> _Task details_:
Answer these questions about the passage on "Sleeping Beauty" below.
1. How long does the spell in "Sleeping Beauty" make the woman sleep?
2. Cixous responds to the fate of the female protagonist in "Sleeping Beauty" and in which other fairy tale?
3. According to Cixous, the woman's allure depends on her remaining which three things?

> _Given text_:
A prime example is the tale of ‘Sleeping Beauty,’ in which a woman falls under a spell that puts her to sleep for a thousand years and can only be broken by the kiss of a prince. Such a fairy tale exemplifies a stereotypically phallocentric representation of male desire which expresses itself through the power to arouse and awaken. The narrative of this tale places the man in an active position which grants him the ability to exercise this power. In order for him to do this successfully, however, the only position which the woman can occupy in the narrative is one of passivity in which she must obediently reflect, follow, and fulfil the call of male desire. Her awakening does not realise her existence as a woman in her own right, but rather as the universal phantasy of a woman whose existence is only validated by her ability to remain desirable. This concept of feminine desirability is one which depends on her not having the power to assert her own desire. As Cixous describes: ‘She sleeps, she is intact, eternal, absolutely powerless’ (p. 66). Female desire is not allowed to play an active role nor even to be expressed openly. The woman’s allure – and thus her value – depends on her remaining passive, silent, and horizontal, Cixous argues.

The predicament of the woman who must supress her own desire in order to remain desirable is not confined to the fairy tales of past societies. The myth of feminine desirability which such tales re-inscribe may be seen as having a continuing influence on the way in which femininity is conceptualised in contemporary culture. In response to the fate of the female protagonist in ‘Sleeping Beauty’ and also ‘Snow White,’ Cixous insists that:

One cannot say of the following history “it’s just a story.” It’s a tale still true today. Most women who have awakened remember having slept, having been put to sleep. Once upon a time … once … and once again. Beauties slept in their woods, waiting for princes to come and wake them up. In their beds, in their glass coffins, in their childhood forests like dead women. Beautiful, but passive; hence desirable: all mystery emanates from them (p. 66).

> _Data rows_:
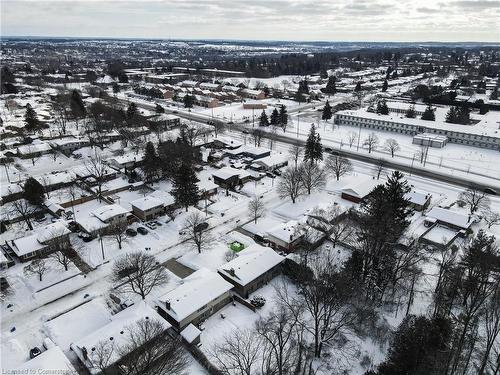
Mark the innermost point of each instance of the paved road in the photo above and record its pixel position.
(464, 182)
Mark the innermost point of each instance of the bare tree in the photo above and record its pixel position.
(195, 231)
(392, 146)
(96, 167)
(149, 350)
(22, 208)
(256, 208)
(491, 217)
(290, 184)
(117, 231)
(338, 165)
(37, 267)
(475, 199)
(324, 297)
(279, 341)
(371, 142)
(352, 137)
(312, 176)
(380, 166)
(138, 273)
(295, 153)
(237, 353)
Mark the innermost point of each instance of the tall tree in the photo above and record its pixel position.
(185, 188)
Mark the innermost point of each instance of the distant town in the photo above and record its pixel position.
(249, 208)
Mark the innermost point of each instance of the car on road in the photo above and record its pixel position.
(131, 232)
(142, 231)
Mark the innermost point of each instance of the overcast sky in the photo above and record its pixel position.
(331, 20)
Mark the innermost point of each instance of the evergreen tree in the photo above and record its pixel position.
(331, 86)
(132, 111)
(188, 101)
(150, 163)
(428, 114)
(76, 104)
(385, 86)
(410, 112)
(327, 112)
(313, 151)
(34, 191)
(185, 189)
(382, 107)
(263, 121)
(283, 117)
(275, 117)
(30, 118)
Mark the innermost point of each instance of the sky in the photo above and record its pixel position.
(307, 20)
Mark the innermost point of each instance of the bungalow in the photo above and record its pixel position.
(201, 294)
(117, 334)
(40, 241)
(419, 201)
(253, 267)
(448, 218)
(253, 94)
(286, 236)
(358, 191)
(229, 178)
(147, 208)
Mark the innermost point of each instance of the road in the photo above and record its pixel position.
(288, 139)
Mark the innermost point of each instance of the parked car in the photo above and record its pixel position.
(142, 231)
(131, 232)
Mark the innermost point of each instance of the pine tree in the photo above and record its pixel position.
(283, 117)
(327, 112)
(131, 111)
(34, 191)
(428, 114)
(263, 121)
(385, 86)
(313, 151)
(30, 118)
(331, 86)
(410, 112)
(150, 163)
(185, 189)
(275, 117)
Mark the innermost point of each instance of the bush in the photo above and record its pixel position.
(258, 301)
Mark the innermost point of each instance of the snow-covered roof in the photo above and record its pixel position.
(105, 213)
(197, 290)
(251, 263)
(51, 361)
(116, 331)
(147, 203)
(450, 217)
(361, 188)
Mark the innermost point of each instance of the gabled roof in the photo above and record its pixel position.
(251, 263)
(196, 290)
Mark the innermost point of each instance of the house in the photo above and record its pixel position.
(455, 220)
(253, 267)
(51, 361)
(200, 295)
(229, 178)
(253, 94)
(359, 190)
(147, 208)
(39, 241)
(286, 236)
(419, 201)
(116, 332)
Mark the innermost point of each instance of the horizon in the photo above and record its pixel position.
(373, 21)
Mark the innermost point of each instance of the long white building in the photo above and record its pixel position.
(485, 133)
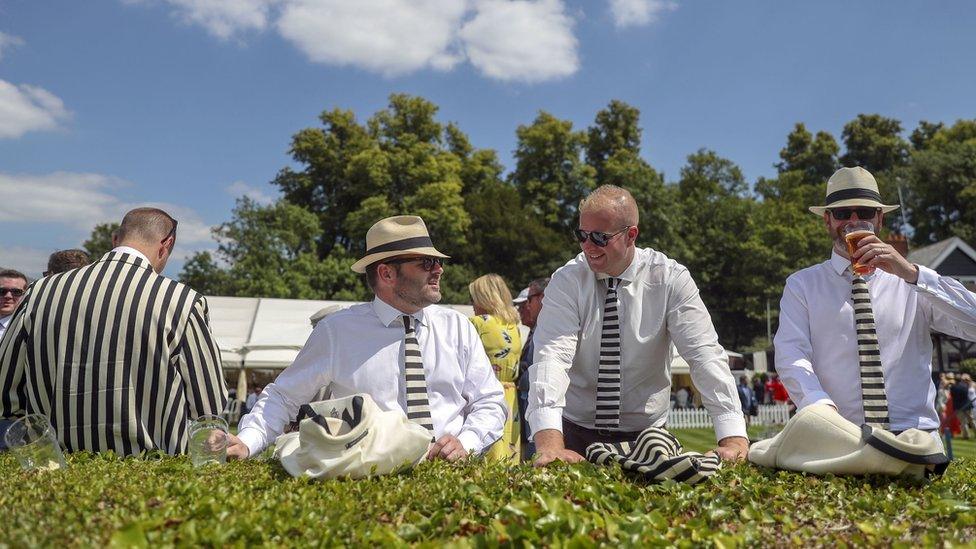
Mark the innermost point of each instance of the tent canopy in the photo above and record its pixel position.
(267, 333)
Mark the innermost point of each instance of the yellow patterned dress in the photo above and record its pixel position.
(503, 343)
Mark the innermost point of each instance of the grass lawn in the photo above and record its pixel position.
(103, 500)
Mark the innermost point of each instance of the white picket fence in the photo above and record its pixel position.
(694, 418)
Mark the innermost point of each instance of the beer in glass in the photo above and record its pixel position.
(853, 234)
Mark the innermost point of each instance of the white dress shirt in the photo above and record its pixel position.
(4, 322)
(360, 350)
(659, 309)
(816, 345)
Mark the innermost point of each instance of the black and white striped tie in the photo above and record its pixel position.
(418, 406)
(608, 380)
(869, 356)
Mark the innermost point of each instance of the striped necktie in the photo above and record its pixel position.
(869, 356)
(418, 407)
(608, 380)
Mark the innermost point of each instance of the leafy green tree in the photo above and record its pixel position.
(270, 251)
(549, 170)
(814, 157)
(941, 183)
(874, 142)
(100, 241)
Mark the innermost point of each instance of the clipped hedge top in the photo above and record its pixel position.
(101, 499)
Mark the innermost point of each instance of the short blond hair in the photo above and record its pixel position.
(617, 200)
(489, 292)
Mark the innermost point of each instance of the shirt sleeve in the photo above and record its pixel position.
(486, 411)
(555, 338)
(951, 307)
(199, 365)
(295, 385)
(13, 361)
(693, 334)
(794, 350)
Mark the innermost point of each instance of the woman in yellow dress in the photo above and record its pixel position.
(497, 323)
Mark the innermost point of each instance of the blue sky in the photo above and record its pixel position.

> _The result_:
1. A thousand years.
2. "Snow White."
3. Passive, silent, and horizontal.